**WRITTEN EXERCISE:**
Show each line of the entries below that contains the word "Which", matching case exactly.
****************
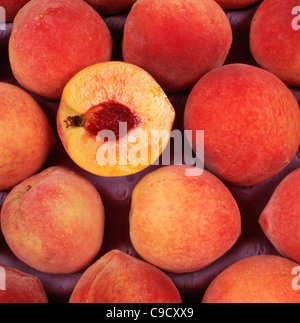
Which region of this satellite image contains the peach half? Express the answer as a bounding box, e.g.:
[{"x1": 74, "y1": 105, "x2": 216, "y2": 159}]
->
[
  {"x1": 1, "y1": 166, "x2": 105, "y2": 274},
  {"x1": 57, "y1": 62, "x2": 175, "y2": 176},
  {"x1": 70, "y1": 250, "x2": 181, "y2": 303}
]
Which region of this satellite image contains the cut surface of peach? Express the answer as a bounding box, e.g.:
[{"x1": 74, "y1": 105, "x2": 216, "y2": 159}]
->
[{"x1": 57, "y1": 61, "x2": 175, "y2": 177}]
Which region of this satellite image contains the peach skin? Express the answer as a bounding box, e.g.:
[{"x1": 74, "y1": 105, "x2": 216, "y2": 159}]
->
****************
**EXERCISE SOLUTION:**
Which region of this satellite image contains the peach half? Express the answer as a bounding box, e.g.:
Which region of this satellite image contains the cut surface of peach? Express the answer as a bounding box, e.g.:
Which region of this satellite image contains the peach skin? Express the answer as a bounding box, e.g.:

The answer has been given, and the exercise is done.